◆ Exercise directions
Reproduce the entries below, starting at the line that contains "Annotate the flying" and ending with the final line of the entries, keeping every request line. In the answers, decrease each coordinate value by 78.

◆ Input data

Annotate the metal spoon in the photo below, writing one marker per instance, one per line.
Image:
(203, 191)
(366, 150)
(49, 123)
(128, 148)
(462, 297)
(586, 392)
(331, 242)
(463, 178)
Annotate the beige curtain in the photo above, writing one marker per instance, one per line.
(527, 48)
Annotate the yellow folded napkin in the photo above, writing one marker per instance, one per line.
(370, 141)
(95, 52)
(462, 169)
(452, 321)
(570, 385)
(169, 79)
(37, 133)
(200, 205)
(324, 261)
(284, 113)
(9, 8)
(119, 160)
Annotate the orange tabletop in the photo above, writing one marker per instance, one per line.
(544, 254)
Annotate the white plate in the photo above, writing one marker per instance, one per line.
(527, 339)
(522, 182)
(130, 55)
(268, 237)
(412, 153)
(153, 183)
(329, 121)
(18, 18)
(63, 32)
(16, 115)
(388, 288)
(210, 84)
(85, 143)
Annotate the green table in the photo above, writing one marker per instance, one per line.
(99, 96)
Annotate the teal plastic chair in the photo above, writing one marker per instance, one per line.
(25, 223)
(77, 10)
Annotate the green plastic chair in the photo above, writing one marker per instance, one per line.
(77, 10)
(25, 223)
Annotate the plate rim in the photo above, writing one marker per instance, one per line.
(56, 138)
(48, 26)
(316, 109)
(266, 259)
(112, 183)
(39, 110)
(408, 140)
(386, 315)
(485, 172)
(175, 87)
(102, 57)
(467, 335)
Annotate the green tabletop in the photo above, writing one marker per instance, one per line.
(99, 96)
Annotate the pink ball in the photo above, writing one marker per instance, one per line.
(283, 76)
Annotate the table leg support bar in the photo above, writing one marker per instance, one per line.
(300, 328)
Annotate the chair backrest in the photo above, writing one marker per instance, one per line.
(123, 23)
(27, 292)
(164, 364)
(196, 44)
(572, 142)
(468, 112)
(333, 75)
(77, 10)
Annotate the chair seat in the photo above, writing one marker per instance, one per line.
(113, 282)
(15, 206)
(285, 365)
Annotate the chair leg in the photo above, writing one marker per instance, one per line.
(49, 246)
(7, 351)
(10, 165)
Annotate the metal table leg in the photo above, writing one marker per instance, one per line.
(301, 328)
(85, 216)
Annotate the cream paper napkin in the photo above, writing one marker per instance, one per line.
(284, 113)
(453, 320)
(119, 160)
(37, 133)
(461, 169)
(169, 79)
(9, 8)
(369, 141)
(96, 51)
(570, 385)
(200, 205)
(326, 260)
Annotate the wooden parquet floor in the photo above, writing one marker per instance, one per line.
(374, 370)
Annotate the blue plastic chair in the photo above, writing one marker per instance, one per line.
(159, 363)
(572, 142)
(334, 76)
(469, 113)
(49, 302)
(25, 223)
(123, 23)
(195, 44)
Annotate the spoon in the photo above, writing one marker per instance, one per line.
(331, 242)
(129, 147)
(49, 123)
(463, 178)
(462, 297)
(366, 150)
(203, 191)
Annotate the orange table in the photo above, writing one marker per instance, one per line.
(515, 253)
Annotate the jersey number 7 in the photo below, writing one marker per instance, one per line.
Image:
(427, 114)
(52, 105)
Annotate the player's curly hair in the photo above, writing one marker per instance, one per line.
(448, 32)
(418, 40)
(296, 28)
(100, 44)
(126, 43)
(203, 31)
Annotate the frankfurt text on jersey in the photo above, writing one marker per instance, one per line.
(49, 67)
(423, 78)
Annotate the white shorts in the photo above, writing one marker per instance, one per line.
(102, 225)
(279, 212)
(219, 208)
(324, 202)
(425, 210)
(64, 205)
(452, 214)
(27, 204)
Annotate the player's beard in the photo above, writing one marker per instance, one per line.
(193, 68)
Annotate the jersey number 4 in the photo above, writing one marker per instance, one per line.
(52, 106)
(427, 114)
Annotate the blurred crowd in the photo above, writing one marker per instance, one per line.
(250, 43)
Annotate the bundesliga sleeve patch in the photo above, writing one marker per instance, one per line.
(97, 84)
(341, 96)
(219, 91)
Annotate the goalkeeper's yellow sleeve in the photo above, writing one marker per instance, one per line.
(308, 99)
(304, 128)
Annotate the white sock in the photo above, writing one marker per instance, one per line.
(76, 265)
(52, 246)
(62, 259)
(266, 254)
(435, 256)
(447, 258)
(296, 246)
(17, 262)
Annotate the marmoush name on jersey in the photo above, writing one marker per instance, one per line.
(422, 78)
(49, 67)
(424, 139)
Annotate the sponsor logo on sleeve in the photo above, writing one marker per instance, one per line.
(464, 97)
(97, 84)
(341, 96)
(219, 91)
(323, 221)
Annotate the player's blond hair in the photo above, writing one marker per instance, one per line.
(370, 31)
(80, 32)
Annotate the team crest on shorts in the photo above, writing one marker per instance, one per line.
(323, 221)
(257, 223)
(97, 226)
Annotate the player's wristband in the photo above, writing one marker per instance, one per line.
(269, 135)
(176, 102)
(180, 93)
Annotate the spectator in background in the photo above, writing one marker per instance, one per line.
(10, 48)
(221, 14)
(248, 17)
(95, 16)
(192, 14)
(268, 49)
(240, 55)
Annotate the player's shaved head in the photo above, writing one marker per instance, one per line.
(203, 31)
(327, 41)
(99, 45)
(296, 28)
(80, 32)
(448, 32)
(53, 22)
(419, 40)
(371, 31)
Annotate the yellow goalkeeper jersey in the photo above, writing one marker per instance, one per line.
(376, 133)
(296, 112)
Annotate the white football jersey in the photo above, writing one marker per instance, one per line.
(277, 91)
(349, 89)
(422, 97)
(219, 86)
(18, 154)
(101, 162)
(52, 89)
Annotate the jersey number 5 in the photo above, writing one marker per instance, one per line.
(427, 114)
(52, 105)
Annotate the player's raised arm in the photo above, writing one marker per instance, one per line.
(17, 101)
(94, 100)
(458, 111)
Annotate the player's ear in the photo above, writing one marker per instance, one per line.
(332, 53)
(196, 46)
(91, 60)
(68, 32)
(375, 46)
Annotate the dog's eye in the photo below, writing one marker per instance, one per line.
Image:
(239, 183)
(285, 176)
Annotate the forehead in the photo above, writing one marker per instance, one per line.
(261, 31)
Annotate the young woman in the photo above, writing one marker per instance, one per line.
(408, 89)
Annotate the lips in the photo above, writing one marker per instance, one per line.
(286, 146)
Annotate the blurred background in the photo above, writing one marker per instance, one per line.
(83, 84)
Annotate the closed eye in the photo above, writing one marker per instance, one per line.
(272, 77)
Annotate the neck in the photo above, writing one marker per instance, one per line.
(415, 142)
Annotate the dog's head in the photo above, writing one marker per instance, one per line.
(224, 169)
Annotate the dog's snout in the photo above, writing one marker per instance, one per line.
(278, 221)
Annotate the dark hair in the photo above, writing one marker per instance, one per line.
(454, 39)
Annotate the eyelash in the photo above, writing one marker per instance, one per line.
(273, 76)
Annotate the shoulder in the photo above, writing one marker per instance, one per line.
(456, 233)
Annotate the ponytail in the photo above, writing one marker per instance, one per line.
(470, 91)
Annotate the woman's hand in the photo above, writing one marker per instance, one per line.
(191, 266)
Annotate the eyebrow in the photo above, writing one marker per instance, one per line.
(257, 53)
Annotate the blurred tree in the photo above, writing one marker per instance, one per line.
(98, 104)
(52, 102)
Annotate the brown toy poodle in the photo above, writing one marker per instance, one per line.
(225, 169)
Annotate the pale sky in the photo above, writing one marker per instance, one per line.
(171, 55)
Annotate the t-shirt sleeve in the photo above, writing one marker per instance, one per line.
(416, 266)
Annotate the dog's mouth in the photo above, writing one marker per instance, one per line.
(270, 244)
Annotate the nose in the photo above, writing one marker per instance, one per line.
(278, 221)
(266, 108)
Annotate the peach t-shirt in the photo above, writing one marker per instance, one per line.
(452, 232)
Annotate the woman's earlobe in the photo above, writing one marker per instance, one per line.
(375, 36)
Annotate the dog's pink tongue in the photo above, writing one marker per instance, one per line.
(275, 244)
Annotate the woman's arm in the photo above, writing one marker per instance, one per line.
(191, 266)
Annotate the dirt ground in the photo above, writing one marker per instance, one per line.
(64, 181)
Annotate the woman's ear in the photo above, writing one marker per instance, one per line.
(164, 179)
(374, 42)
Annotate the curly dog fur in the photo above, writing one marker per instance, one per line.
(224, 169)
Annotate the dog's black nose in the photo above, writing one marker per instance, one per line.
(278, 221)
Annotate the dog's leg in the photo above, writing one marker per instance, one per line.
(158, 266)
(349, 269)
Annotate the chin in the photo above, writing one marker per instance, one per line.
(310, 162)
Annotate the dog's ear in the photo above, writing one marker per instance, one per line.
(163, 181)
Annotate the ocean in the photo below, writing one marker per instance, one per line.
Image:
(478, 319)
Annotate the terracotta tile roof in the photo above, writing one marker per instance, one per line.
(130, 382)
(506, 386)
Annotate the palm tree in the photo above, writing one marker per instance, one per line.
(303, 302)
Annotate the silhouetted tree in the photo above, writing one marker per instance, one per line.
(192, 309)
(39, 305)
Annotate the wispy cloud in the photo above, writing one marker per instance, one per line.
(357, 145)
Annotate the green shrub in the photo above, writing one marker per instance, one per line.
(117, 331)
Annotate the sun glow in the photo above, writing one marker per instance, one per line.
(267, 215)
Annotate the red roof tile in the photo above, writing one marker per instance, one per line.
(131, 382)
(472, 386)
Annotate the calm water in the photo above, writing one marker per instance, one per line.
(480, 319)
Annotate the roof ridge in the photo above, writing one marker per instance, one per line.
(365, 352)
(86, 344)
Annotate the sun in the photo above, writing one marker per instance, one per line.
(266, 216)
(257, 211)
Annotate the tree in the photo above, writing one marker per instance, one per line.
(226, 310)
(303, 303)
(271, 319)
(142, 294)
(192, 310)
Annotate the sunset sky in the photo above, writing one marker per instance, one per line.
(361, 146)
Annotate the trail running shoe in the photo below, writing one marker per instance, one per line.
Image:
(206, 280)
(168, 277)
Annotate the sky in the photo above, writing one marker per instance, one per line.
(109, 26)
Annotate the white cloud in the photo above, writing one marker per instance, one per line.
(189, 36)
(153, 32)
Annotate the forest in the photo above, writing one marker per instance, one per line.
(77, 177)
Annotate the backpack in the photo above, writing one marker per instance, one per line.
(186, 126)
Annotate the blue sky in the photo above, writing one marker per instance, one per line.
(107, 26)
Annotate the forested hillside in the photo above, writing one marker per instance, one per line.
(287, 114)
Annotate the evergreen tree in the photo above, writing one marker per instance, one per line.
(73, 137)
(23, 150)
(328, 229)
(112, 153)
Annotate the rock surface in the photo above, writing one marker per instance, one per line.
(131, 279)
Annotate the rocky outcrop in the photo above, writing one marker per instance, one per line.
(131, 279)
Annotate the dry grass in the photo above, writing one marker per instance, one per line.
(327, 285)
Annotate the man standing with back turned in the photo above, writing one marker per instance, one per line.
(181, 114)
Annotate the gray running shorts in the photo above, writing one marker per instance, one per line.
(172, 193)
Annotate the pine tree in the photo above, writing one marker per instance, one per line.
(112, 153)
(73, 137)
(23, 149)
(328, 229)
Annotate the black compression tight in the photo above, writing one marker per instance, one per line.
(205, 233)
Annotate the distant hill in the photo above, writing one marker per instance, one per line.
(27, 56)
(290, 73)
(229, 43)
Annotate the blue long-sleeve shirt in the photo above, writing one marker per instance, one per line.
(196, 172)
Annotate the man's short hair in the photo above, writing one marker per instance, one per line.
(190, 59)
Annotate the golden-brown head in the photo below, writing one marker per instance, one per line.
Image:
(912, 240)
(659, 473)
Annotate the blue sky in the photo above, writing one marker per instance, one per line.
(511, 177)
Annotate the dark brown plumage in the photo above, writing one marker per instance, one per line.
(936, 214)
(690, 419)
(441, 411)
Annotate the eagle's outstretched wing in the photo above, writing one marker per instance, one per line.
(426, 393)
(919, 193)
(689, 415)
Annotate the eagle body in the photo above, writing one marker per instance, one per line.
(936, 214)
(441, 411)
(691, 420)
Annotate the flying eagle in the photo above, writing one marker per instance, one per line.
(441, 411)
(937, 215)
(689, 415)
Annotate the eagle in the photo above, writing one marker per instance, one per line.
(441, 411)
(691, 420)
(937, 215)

◆ Solution for this exercise
Annotate the flying eagle in the photo above, writing one marker per instance, one per line.
(363, 333)
(859, 137)
(611, 337)
Annotate the eagle in the photo above, writing one marker per instance, one per line.
(363, 333)
(613, 342)
(859, 137)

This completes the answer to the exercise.